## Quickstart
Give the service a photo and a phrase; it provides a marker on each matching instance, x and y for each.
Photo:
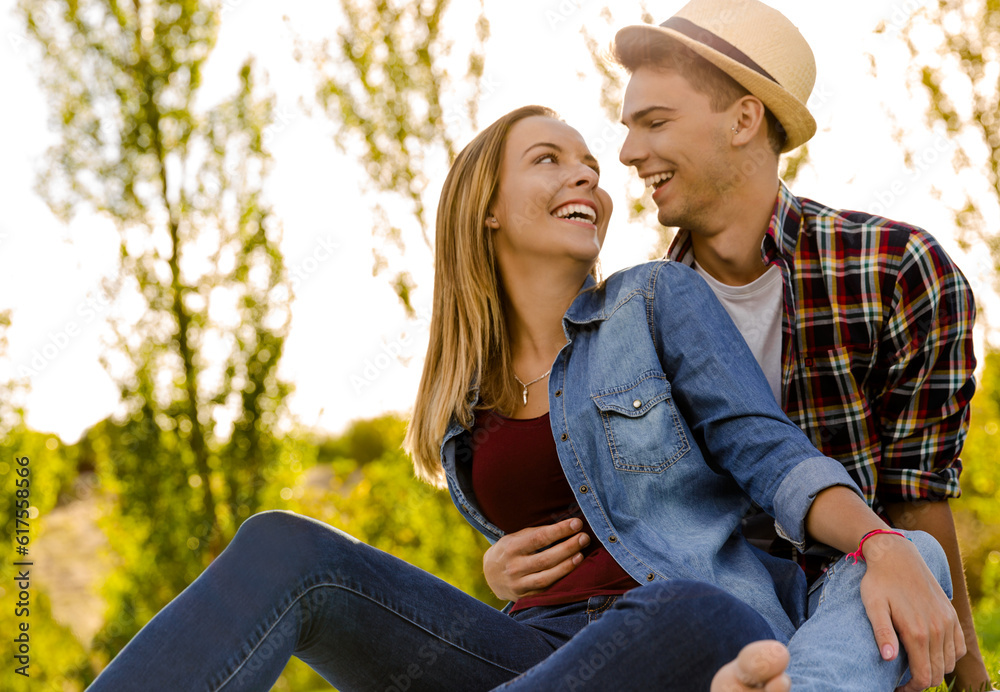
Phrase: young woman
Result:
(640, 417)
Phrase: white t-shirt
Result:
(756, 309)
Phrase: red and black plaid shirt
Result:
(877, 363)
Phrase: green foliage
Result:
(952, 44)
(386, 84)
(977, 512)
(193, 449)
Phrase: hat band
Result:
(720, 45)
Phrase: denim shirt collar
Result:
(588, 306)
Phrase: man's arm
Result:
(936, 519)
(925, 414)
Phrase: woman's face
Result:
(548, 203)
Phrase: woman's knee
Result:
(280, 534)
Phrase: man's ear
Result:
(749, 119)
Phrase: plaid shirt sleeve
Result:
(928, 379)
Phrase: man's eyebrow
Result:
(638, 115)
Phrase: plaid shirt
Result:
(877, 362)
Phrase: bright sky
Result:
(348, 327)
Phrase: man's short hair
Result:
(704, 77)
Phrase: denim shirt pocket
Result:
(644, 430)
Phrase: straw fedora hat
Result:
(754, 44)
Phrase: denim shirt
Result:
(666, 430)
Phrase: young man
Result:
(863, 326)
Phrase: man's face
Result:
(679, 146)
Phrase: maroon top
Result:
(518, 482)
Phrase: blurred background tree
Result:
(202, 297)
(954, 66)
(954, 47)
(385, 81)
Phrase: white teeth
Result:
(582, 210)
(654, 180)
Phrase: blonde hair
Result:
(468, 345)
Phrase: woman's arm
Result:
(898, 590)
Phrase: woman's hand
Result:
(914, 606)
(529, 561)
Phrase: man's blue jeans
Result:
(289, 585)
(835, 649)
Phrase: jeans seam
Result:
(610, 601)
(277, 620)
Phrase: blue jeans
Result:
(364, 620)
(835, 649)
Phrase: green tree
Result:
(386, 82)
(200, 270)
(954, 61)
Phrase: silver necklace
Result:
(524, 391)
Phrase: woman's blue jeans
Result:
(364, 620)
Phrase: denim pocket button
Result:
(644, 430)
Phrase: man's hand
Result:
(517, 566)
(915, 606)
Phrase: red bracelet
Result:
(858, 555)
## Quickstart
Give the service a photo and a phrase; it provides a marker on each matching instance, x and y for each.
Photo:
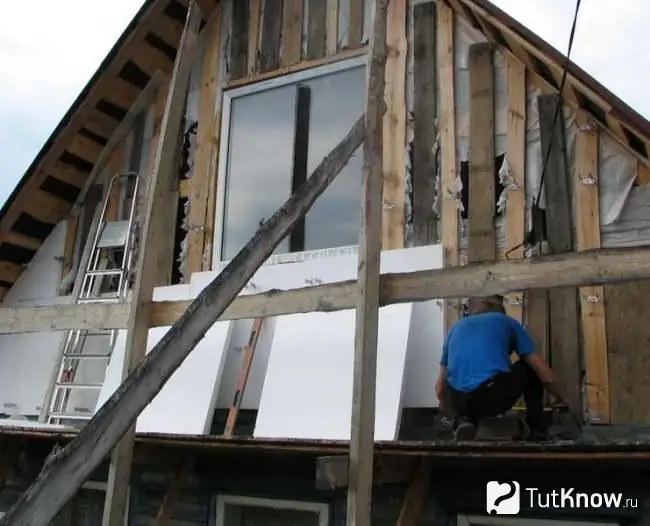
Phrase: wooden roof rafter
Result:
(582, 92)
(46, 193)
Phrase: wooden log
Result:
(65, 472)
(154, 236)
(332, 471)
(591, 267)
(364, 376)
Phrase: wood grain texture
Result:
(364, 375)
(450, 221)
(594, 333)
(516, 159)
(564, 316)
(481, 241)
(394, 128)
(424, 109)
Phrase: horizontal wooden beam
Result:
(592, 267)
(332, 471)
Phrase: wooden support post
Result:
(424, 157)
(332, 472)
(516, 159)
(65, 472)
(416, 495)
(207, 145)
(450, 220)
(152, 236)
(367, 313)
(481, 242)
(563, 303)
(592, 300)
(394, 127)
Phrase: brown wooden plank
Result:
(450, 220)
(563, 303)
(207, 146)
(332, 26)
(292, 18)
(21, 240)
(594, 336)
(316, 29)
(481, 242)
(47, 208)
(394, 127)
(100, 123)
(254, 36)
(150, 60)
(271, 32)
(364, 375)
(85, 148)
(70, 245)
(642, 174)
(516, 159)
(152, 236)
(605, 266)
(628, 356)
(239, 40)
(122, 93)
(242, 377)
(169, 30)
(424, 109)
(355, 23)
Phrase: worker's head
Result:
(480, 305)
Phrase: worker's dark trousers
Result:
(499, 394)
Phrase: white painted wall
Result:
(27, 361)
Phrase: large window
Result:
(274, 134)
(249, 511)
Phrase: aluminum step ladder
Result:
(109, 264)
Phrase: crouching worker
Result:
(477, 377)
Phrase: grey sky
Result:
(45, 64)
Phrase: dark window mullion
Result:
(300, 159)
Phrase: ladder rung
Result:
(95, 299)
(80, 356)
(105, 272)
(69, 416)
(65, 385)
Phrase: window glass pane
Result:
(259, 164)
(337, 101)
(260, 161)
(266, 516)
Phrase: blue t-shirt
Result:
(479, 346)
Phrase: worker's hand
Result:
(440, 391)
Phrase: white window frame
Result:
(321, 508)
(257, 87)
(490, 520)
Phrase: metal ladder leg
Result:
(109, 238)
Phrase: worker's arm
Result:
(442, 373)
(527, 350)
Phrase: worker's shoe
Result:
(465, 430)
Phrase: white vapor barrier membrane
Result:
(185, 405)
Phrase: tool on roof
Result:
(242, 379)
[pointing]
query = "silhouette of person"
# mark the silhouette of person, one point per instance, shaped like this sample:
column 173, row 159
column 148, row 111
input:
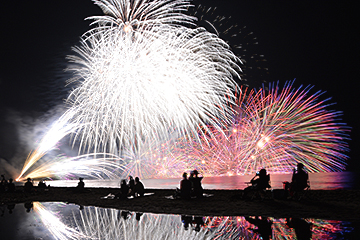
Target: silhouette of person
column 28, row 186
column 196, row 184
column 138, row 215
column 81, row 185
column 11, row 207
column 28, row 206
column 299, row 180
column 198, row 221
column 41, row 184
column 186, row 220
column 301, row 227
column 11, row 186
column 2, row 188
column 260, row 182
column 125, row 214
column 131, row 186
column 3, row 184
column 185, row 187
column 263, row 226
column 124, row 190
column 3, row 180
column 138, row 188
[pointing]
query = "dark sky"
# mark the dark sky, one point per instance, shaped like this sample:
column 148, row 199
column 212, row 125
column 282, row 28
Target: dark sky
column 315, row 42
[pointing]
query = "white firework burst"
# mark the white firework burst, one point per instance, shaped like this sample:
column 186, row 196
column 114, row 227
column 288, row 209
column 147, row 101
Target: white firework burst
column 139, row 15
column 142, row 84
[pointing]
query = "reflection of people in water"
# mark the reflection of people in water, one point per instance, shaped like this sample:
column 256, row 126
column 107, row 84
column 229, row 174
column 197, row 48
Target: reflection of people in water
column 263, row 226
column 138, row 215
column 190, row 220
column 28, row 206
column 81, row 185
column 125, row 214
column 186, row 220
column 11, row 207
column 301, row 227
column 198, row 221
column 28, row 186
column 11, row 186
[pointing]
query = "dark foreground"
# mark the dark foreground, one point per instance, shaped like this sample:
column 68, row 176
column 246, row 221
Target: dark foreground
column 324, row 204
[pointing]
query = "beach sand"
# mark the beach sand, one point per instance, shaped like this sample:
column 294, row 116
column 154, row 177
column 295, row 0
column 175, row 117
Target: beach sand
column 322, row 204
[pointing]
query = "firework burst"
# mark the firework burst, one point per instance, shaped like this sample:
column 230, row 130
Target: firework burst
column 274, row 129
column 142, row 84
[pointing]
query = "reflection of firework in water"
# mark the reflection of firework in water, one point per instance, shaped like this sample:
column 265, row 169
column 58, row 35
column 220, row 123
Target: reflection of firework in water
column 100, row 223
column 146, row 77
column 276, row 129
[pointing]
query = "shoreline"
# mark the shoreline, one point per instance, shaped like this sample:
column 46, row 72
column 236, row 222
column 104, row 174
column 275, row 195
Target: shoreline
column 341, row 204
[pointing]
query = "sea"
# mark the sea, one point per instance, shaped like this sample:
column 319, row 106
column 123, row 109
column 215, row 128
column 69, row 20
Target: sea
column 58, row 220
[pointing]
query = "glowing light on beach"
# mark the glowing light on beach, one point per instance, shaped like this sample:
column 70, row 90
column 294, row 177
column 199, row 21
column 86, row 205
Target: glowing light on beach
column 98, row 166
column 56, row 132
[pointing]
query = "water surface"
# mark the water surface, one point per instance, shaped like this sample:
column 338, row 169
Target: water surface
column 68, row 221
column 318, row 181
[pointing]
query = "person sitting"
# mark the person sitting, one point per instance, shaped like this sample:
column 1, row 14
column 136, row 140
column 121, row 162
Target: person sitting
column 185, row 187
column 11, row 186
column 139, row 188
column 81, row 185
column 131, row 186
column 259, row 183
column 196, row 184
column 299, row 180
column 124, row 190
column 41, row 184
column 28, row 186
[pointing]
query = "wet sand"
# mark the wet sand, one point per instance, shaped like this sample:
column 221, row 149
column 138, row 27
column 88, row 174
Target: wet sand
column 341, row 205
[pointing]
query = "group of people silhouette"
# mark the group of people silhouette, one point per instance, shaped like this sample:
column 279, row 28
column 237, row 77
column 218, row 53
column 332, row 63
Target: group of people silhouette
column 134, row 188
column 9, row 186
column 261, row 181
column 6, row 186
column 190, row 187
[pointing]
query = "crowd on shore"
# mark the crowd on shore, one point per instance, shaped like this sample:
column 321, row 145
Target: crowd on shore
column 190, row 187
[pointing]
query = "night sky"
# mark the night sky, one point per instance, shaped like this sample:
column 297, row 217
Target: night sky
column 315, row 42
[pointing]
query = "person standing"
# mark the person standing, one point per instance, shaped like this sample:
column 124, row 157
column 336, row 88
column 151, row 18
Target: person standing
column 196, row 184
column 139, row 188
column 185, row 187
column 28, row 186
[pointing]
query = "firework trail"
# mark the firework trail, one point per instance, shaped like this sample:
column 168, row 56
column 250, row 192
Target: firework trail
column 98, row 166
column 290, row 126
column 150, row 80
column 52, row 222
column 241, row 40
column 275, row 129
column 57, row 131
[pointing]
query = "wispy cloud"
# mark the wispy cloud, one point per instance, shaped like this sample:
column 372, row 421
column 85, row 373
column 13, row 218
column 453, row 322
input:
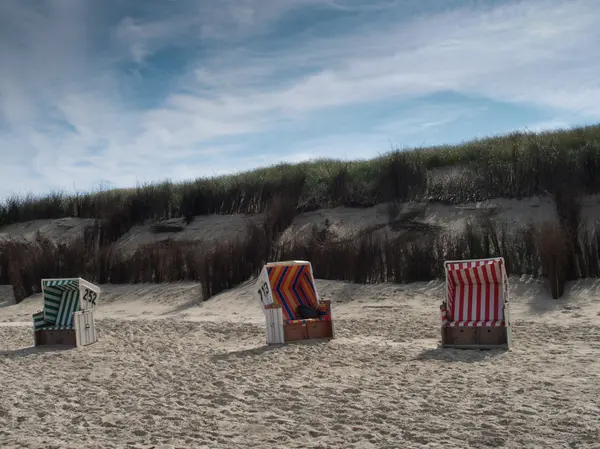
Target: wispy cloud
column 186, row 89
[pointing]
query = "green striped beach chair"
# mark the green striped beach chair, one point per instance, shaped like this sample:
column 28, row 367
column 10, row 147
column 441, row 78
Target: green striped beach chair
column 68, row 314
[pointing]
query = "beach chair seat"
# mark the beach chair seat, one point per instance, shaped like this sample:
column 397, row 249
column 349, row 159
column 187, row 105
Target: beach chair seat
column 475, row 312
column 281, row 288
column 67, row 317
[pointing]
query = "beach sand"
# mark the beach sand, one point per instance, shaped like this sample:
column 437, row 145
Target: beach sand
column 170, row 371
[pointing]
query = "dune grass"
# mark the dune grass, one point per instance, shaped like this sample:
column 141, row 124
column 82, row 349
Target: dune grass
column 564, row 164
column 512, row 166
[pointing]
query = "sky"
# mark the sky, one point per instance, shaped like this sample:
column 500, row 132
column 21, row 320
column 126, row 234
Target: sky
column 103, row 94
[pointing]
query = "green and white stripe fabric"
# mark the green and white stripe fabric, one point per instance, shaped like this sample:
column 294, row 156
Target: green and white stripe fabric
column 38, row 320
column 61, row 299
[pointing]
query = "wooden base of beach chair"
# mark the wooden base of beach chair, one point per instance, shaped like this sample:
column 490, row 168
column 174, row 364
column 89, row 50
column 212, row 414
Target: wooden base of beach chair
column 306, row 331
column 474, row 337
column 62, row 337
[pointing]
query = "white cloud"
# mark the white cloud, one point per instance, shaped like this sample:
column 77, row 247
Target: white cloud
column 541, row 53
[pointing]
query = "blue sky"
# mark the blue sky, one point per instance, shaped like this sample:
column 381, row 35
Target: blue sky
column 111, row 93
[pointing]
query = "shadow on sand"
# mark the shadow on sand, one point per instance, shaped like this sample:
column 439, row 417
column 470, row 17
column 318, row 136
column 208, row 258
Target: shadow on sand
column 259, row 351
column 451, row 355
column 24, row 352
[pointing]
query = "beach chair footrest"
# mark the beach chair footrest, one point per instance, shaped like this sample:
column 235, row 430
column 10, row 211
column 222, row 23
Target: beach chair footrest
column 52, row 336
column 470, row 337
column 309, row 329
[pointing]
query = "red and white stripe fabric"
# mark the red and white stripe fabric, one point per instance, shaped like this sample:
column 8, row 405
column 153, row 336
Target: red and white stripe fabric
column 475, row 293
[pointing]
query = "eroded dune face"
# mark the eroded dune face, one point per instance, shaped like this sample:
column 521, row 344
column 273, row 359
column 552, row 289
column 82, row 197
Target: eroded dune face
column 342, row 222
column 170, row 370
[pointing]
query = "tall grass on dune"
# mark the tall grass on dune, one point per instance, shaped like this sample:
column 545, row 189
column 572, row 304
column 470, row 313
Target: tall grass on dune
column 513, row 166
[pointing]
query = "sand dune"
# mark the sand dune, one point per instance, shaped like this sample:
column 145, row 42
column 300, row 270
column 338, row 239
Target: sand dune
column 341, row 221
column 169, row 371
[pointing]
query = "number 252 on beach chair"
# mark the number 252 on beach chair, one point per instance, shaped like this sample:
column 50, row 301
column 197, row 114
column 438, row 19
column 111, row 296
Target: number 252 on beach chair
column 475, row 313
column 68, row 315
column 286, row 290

== == ==

• **WHAT IS NEEDED**
Scan the data above. Return every line with "pocket" in it.

• **ANSWER TO THE PROBLEM**
Phrase: denim shirt pocket
Phrase: denim pocket button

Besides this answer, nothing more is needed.